Start of Extract
Jaitaran is a town and a municipality in Beawar district in the Indian state of Rajasthan.

==History==
Jaitaran was one of the districts under Jodhpur State. Rao Suja's son, Rao Uda, did not receive Jaitaran as a grant; he conquered it from the Sindal Rajputs with his friend Khetsinh Kaviya of Birai. Khetsinh Kaviya's successors were later granted the jageer of Gehwasni (later divided into two villages Nokh and Basni Kaviyan) situated near Jaitaran for his bravery. Uda's descendants are known as Udawats and till 1947, Udawats held major thikanas around Jaitaran, like Raipur, Nimaj, Ras, Lambia.
During Maratha raids in Marwar, Holkar found it very difficult to extort money from people around Jaitaran, Sojat and Raipur as they preferred to quit their huts, set fire to them rather than being forced to make any kind of payment.

==Geography==
Jaitaran is located at . It has an average elevation of 307metres (1007feet).

==Demographics==
As of 2011 India census, Jaitaran had a population of 22,639. Males constitute 51% (11,564) of the population and females 49% (11,074). Jaitaran has an average literacy rate of 65.15%, lower than the national average of 74.04%: male literacy is 75.2%, and female literacy is 54.7%. In Jaitaran, 14% of the population is under 6 years of age.
End of Extract
Start of Provided material
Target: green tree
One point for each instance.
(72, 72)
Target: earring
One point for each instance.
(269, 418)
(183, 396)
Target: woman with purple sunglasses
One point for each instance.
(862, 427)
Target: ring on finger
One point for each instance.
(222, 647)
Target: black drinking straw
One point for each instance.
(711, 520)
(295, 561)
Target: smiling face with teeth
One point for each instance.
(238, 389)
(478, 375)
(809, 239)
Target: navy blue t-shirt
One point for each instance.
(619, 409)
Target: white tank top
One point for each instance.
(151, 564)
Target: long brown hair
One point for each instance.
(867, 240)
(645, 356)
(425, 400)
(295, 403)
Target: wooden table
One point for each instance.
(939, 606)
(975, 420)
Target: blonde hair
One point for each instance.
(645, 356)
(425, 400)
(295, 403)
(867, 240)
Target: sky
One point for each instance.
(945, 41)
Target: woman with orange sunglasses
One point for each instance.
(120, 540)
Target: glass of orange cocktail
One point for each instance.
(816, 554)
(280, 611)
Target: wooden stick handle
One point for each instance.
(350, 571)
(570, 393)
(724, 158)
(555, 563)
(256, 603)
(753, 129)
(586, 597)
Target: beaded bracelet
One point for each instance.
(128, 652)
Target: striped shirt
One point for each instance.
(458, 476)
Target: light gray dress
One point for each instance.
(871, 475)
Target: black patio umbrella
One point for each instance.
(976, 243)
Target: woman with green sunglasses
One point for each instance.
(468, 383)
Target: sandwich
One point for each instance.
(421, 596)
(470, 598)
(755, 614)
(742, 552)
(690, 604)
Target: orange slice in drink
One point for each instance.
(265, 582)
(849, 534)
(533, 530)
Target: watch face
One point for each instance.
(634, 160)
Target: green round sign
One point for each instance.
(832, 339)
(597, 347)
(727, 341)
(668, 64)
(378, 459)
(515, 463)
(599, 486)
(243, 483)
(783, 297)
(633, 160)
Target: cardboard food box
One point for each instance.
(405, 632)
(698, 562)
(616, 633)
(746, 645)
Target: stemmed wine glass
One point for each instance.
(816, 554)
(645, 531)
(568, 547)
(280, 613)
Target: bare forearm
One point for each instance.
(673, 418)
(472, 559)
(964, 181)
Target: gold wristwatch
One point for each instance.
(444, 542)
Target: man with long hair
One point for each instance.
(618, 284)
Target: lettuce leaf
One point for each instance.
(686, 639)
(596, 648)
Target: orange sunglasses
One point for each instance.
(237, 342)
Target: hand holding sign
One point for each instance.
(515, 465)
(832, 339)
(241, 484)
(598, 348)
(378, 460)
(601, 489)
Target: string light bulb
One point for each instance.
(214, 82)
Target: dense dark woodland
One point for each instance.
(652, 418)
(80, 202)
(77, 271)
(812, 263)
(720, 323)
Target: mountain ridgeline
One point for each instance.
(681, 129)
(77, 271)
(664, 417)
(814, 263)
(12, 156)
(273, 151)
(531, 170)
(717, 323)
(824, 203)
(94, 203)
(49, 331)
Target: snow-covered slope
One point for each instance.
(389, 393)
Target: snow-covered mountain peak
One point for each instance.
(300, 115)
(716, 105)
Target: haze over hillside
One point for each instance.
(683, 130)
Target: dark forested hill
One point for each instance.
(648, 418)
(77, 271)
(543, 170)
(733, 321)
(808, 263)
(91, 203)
End of Provided material
Name every thikana that the article on Jaitaran lists as held by the Udawats around Jaitaran until 1947. The entries are not required for any of the tasks.

Raipur, Nimaj, Ras, Lambia